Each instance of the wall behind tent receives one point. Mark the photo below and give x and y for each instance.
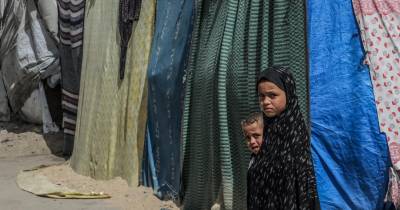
(170, 47)
(350, 154)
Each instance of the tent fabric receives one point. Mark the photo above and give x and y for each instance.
(232, 41)
(350, 154)
(379, 27)
(71, 19)
(112, 113)
(30, 54)
(168, 58)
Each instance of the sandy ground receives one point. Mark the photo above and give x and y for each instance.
(23, 146)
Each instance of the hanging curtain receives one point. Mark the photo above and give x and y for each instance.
(232, 41)
(350, 154)
(70, 19)
(379, 23)
(112, 112)
(168, 57)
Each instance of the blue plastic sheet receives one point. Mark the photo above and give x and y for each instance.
(350, 154)
(170, 48)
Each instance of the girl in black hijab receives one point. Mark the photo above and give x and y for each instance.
(282, 176)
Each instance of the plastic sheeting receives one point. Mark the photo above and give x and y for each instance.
(169, 51)
(350, 154)
(112, 112)
(232, 41)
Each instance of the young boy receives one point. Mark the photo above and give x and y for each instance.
(253, 131)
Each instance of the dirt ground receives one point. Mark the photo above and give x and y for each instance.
(23, 146)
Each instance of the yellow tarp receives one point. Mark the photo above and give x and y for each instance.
(112, 114)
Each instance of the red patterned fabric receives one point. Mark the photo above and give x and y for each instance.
(379, 22)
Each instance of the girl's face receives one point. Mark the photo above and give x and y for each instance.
(272, 99)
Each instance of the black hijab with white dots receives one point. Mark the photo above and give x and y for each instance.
(282, 175)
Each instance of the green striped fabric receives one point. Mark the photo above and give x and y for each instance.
(232, 41)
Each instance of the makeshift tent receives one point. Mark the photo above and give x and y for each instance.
(232, 41)
(71, 18)
(350, 154)
(379, 25)
(28, 55)
(112, 112)
(169, 52)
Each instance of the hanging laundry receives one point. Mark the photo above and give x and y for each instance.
(71, 18)
(129, 11)
(350, 154)
(379, 24)
(112, 112)
(232, 42)
(170, 47)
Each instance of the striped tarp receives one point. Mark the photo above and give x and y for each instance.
(232, 41)
(71, 18)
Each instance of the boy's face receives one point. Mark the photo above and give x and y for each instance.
(254, 136)
(272, 99)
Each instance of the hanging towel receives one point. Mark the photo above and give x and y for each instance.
(350, 154)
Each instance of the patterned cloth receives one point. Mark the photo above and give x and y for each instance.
(282, 175)
(379, 22)
(232, 41)
(71, 18)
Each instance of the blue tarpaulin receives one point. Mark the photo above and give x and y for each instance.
(350, 154)
(170, 47)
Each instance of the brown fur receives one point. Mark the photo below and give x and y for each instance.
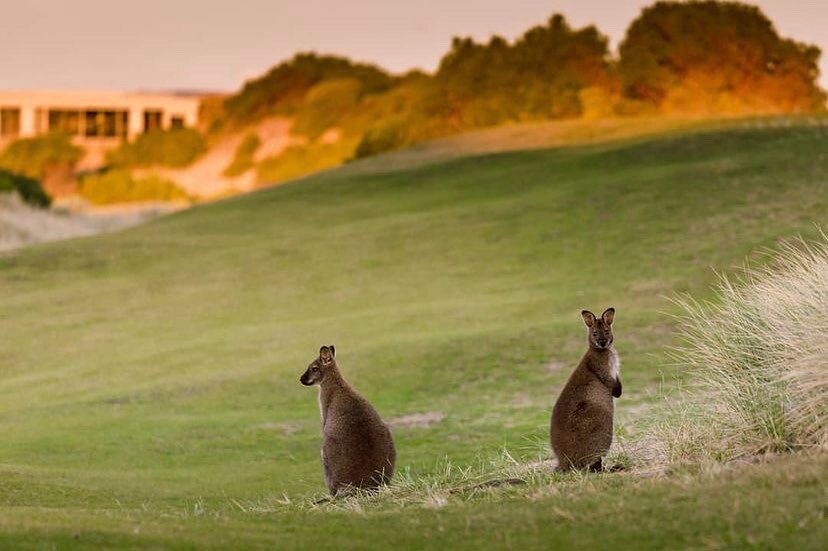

▶ _Brief_
Rewrite the listing above, swapping each "receives one point" for "gets a single point" and keeping everything else the same. Leave the pictures out.

▶ _The answer_
Each instance of the wall behind tent gets a single point. Mark the photo below and give x and y for each instance.
(170, 47)
(350, 154)
Each instance of the tent fabric gets a single point. Mark the photo above and give x and y for each instance.
(232, 41)
(350, 154)
(379, 27)
(71, 19)
(112, 113)
(30, 54)
(168, 58)
Each instance of the sandy ground gets a single point. Mark the photo above and give x and y for each instance.
(23, 146)
Each instance of the hanging curtain gets a single point. Mark the photo above and give x and y for each instance.
(232, 41)
(350, 154)
(70, 19)
(379, 23)
(112, 112)
(168, 57)
Each instance of the blue plastic sheet gets a single point. Mark the photo above and give x and y for each instance.
(350, 154)
(170, 48)
Each instance of the girl in black hijab gets a single point. Mark the photo above and give x and y for each instance.
(282, 176)
Each instance of the plastic sheeting gets a single point. Mark the photo above and give x and y for each instance.
(169, 51)
(350, 154)
(112, 112)
(232, 41)
Each instance of the young boy gets a single point. Mark the photo above and give x and y for each instance.
(253, 131)
Each instance of the dirt ground gets a single point. Mark the photo above and give x and y for each instance.
(23, 146)
Each instance of the yellow tarp gets a single point. Mark the photo above and give x and y for each instance.
(112, 114)
Each instance of the red patterned fabric gets a single point. Mark the photo above and give x and y for each instance.
(379, 22)
Each instance of the girl's face gets a single point. Mark the photo above and give x and y for each instance.
(272, 99)
Each instance of the black hijab with white dots gets a single point. Mark the photo above and give x and y for each instance.
(282, 175)
Each instance of the green striped fabric gets a single point. Mark the photo above and give x and y for each instance.
(232, 41)
Each instance of the makeshift tent gets a single point. Mark the photo above and give x and y for each instance.
(232, 41)
(71, 18)
(350, 154)
(379, 25)
(28, 55)
(112, 112)
(169, 52)
Each instance of the hanging laundry gets a single point. Mark the photo above and give x and y for each instance.
(71, 18)
(129, 11)
(350, 154)
(379, 24)
(112, 112)
(232, 42)
(170, 47)
Each instance of the striped tarp gets a single point. Mark the photo above and give x and y for each instance.
(232, 41)
(71, 18)
Each instance of the boy's face gets a single point. Mark the photo above and give x and y for each instance.
(254, 136)
(272, 99)
Each instance of the hanging towel gets a single point. Mark the photo above and give x and y for each instance.
(350, 154)
Each instance of the patterned cloth gets a single point. Mark the photo above and give x and y for each instance.
(282, 175)
(379, 22)
(232, 41)
(71, 18)
Each instance of the blue tarpaulin gets a single point. Mark the photo above and give x and y for each instance.
(350, 154)
(170, 47)
Each instance of the brown fur gets a single point. Mark the photo below and give x and y for each instance.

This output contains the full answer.